■ **TRECHO DA PÁGINA**
----
Korkor foi um dos raros casos de sobreviventes e, em entrevista por telefone ao Estado, diz que a única explicação é que viveu um “milagre”. Acostumado com um país em guerra, o médico conta que nunca se sentiu tão ameaçado como quando o resultado de seu exame de sangue chegou. Ele permanece em isolamento, mas comemora a cura. Korkor foi o único de seu hospital que sobreviveu.

O médico de Monróvia, porém, não deixa de atacar a comunidade internacional por ter abandonado a África por tanto tempo. “Se essa doença existisse nos Estados Unidos ou na Europa, amanhã haveria uma solução para ela. Há 40 anos todos sabem que existe o Ebola. Mas sabe qual o problema? É que está na África.”

Como o senhor contraiu a infecção?

Eu estava no meu hospital, em Monróvia, e vi uma mulher que chegava, trazida pela polícia. Ela havia escapado do isolamento de um outro hospital e estava fugindo. Mas ela estava com o Ebola e, desde o primeiro minuto, eu alertei a todos que deveríamos ter muito cuidado. Mas não adiantou. Nos dias seguintes, eu, outros médicos e enfermeiras ficamos com febre.
----
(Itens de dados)
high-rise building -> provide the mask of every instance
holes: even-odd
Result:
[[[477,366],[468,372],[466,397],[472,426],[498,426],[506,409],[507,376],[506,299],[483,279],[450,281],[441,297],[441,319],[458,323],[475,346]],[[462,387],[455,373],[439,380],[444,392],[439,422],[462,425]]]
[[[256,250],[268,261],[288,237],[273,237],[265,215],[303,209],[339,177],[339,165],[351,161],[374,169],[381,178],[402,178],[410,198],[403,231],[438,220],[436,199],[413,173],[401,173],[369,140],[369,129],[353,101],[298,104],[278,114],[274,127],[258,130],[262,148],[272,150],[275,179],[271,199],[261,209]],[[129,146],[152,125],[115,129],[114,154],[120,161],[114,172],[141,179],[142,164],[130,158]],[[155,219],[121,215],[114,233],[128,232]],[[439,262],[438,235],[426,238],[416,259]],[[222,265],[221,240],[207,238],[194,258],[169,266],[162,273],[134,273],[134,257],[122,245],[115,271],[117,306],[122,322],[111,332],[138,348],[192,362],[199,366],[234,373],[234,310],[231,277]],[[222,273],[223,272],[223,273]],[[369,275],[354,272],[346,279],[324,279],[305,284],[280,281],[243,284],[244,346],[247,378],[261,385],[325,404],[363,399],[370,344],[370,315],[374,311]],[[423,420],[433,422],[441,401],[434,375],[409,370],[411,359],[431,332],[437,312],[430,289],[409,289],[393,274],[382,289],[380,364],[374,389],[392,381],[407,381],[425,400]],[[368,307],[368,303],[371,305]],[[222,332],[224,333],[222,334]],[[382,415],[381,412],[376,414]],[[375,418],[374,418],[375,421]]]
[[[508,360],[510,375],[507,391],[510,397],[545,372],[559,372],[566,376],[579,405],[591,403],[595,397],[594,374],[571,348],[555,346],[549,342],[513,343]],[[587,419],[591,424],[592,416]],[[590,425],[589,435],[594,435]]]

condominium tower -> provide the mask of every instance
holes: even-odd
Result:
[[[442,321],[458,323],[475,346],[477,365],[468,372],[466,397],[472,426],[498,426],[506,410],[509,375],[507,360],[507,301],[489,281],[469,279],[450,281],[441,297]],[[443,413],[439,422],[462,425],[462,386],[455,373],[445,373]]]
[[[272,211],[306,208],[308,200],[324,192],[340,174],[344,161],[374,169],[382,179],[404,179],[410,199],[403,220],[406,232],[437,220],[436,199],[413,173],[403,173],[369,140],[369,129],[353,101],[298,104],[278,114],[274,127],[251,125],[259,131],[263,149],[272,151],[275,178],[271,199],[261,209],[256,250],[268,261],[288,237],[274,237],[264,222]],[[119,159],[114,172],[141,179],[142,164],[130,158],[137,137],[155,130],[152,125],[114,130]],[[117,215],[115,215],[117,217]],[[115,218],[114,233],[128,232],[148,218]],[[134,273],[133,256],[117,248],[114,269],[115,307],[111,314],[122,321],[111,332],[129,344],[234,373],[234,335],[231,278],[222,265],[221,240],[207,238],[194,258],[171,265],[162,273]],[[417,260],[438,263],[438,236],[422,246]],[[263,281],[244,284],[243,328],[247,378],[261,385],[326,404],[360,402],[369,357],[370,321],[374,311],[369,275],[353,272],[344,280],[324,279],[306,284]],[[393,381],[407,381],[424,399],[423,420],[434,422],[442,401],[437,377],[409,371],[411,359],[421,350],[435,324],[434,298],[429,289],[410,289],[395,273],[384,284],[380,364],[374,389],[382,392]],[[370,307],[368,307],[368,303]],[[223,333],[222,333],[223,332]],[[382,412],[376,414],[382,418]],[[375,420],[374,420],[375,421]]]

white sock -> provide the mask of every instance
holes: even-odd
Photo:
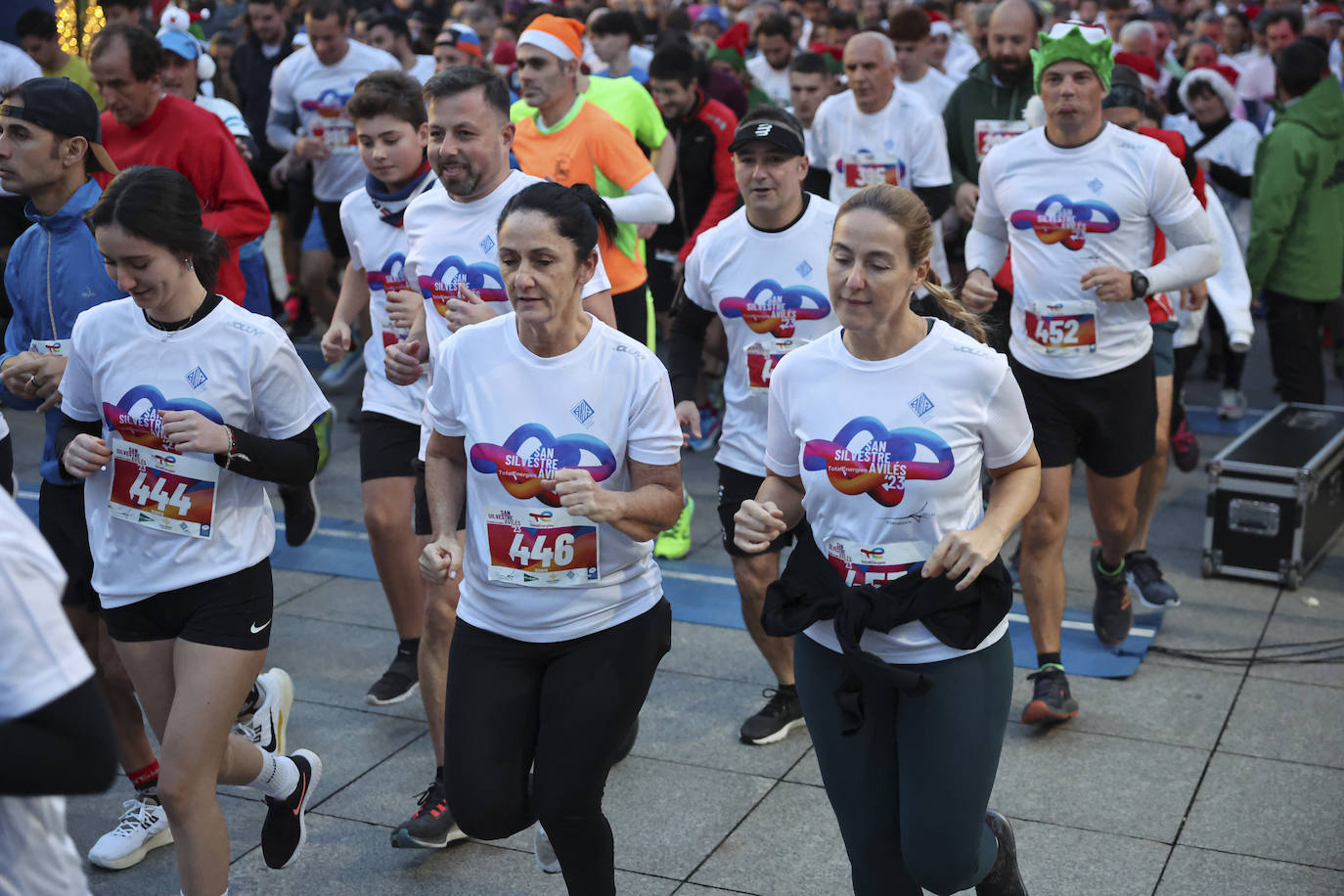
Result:
[[[261,774],[247,786],[276,799],[284,799],[294,793],[294,787],[298,786],[298,766],[294,760],[266,752],[261,747],[257,747],[257,752],[261,754]]]

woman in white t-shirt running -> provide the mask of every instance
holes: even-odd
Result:
[[[599,222],[614,232],[586,185],[538,183],[504,206],[515,313],[439,345],[425,457],[435,540],[421,556],[431,580],[461,578],[445,724],[453,817],[481,840],[539,821],[585,896],[616,892],[602,789],[671,646],[653,537],[681,512],[667,369],[582,306]]]
[[[312,424],[328,404],[274,321],[214,293],[226,249],[185,177],[129,168],[87,220],[129,296],[75,321],[56,453],[87,481],[93,586],[163,744],[181,891],[219,896],[230,856],[216,785],[266,795],[262,853],[284,868],[321,776],[313,752],[278,755],[278,736],[258,744],[230,728],[270,642],[263,482],[312,480]]]
[[[1012,696],[999,551],[1040,461],[1004,356],[930,273],[931,240],[907,189],[841,206],[827,262],[841,328],[775,368],[769,473],[735,539],[763,551],[804,512],[816,536],[770,586],[763,625],[797,634],[855,892],[1024,893],[1012,832],[986,805]],[[921,285],[946,320],[910,308]]]

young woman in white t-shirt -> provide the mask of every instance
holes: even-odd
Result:
[[[87,215],[108,274],[129,296],[74,325],[60,380],[62,469],[86,480],[93,586],[161,747],[159,799],[188,896],[228,892],[216,785],[265,793],[262,853],[297,860],[321,776],[231,735],[266,660],[274,517],[266,481],[306,484],[327,410],[289,339],[214,293],[223,240],[175,171],[117,176]]]
[[[999,551],[1036,498],[1040,461],[1007,361],[930,273],[931,240],[907,189],[868,187],[841,206],[827,262],[841,328],[775,368],[769,473],[735,537],[762,551],[804,512],[816,536],[771,586],[763,622],[797,634],[855,892],[1023,893],[1012,832],[986,805],[1012,696]],[[910,308],[921,285],[952,325]]]
[[[458,826],[499,840],[539,821],[570,892],[595,896],[616,892],[602,789],[671,646],[653,537],[681,512],[667,369],[582,306],[599,222],[614,232],[586,185],[504,206],[515,313],[439,345],[421,556],[431,580],[461,580],[445,724]]]

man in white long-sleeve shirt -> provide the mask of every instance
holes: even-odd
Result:
[[[1133,622],[1124,557],[1157,415],[1142,300],[1212,275],[1220,259],[1180,163],[1156,140],[1102,117],[1114,66],[1105,31],[1056,24],[1042,35],[1032,62],[1046,126],[985,157],[962,301],[988,310],[991,273],[1011,246],[1009,363],[1044,467],[1040,497],[1021,531],[1021,588],[1039,664],[1023,721],[1044,723],[1078,713],[1059,656],[1073,462],[1081,458],[1087,467],[1101,537],[1090,563],[1093,626],[1103,643],[1120,643]],[[1154,226],[1171,244],[1157,265]]]

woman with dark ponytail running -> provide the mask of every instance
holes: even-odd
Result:
[[[86,480],[93,586],[163,750],[159,798],[188,896],[228,892],[216,785],[266,795],[262,853],[293,864],[321,776],[308,750],[231,735],[270,643],[274,517],[263,482],[305,485],[327,400],[274,321],[214,292],[223,240],[191,183],[118,175],[86,215],[126,298],[74,325],[56,451]]]

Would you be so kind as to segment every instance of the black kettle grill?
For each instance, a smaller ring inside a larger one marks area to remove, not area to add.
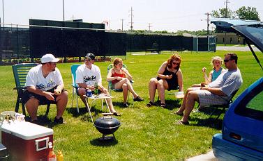
[[[112,113],[103,113],[103,117],[97,119],[94,122],[94,126],[103,134],[101,140],[114,139],[115,136],[113,134],[121,126],[121,122],[116,118],[112,117]],[[106,135],[112,134],[112,137],[105,137]]]

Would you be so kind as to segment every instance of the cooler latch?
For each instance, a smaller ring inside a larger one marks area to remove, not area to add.
[[[46,149],[48,148],[48,141],[50,140],[50,137],[45,137],[45,138],[42,138],[40,139],[36,139],[35,142],[36,142],[36,151],[42,151],[42,150],[44,150],[44,149]],[[40,142],[44,142],[45,141],[45,144],[44,144],[44,146],[41,148],[39,148],[39,144],[40,144]]]

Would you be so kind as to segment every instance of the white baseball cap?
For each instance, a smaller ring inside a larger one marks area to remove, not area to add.
[[[58,61],[59,61],[59,59],[56,58],[51,53],[45,54],[41,58],[41,63],[46,63],[49,62],[58,62]]]

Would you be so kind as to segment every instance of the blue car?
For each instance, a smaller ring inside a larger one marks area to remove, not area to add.
[[[262,22],[246,24],[220,19],[212,23],[244,37],[260,65],[250,44],[263,52]],[[249,86],[230,105],[223,119],[222,134],[213,135],[212,147],[219,160],[263,160],[263,77]]]

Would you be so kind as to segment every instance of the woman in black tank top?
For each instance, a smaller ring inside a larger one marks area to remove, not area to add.
[[[183,92],[183,74],[180,69],[181,56],[174,54],[163,63],[158,71],[158,77],[152,78],[149,84],[150,101],[146,105],[150,107],[153,105],[156,89],[160,100],[160,107],[165,108],[165,90],[177,90]]]

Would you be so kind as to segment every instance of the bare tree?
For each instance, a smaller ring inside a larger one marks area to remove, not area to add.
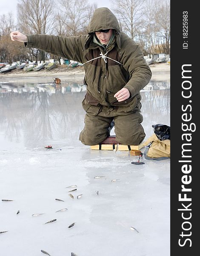
[[[23,33],[47,34],[52,32],[54,0],[20,0],[17,4],[18,26]],[[38,50],[29,49],[37,59]],[[39,51],[40,60],[45,60],[44,53]]]
[[[143,49],[147,54],[155,53],[159,44],[157,34],[160,26],[154,18],[156,9],[155,0],[146,2],[143,8],[143,29],[140,38],[143,42]]]
[[[66,26],[63,31],[68,36],[82,34],[88,23],[87,0],[62,0],[60,3],[61,23]]]
[[[157,34],[164,53],[170,54],[170,0],[160,2],[156,0],[154,19],[160,27]]]
[[[14,22],[13,14],[10,12],[0,16],[0,61],[11,62],[14,52],[18,51],[11,50],[11,42],[9,35],[14,29]]]
[[[143,8],[146,0],[111,0],[115,7],[114,12],[118,17],[123,32],[132,39],[138,35],[142,26],[141,20]]]
[[[13,15],[11,12],[3,14],[0,16],[0,35],[9,35],[14,28]]]

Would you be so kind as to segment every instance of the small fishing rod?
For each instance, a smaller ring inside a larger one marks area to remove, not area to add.
[[[52,148],[51,145],[49,145],[48,146],[45,146],[44,147],[46,148],[51,149],[56,149],[57,150],[61,150],[60,148]]]
[[[145,163],[143,162],[140,162],[140,157],[143,156],[143,154],[141,152],[137,162],[131,162],[131,163],[133,163],[133,164],[144,164]]]

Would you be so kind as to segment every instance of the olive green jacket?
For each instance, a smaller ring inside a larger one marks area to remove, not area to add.
[[[93,37],[95,31],[107,29],[113,30],[115,37],[105,49],[94,43]],[[87,93],[82,104],[86,112],[94,115],[103,112],[113,116],[140,111],[140,90],[148,84],[151,73],[139,46],[120,32],[116,17],[107,8],[95,10],[89,31],[87,35],[68,37],[27,35],[26,47],[84,64]],[[102,58],[106,53],[108,58]],[[131,96],[119,102],[114,95],[123,87],[129,90]]]

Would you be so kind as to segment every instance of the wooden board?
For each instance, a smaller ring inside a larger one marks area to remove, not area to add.
[[[117,144],[97,144],[90,146],[91,149],[97,150],[114,150],[116,149]],[[140,150],[140,148],[143,148],[142,144],[138,145],[131,145],[129,146],[127,145],[123,145],[122,144],[119,144],[118,150],[127,150],[129,151],[132,149],[136,149],[136,150]],[[130,148],[130,149],[129,149]]]

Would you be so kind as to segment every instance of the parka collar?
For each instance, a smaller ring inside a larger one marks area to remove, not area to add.
[[[120,49],[121,36],[117,20],[109,9],[106,7],[102,7],[96,9],[91,18],[88,26],[89,35],[85,44],[86,49],[89,48],[95,32],[108,29],[113,30],[116,38],[117,45]]]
----
■ **EXERCÍCIOS PROPOSTOS**
(A) Liste todos os nomes de lugares geográficos que aparecem no trecho da página, sem repetir nenhum.
(B) Responda com base no trecho da página:
(i) Que palavra Korkor usa para explicar o fato de ter sobrevivido?
(ii) Segundo o médico, há quantos anos todos sabem que existe o Ebola?
(iii) Quem trouxe ao hospital a mulher que havia fugido do isolamento?

■ **RESPOSTAS DOS EXERCÍCIOS**
(A) Monróvia, Estados Unidos, Europa, África

(B)
(i) “Milagre”.
(ii) Há 40 anos.
(iii) A polícia.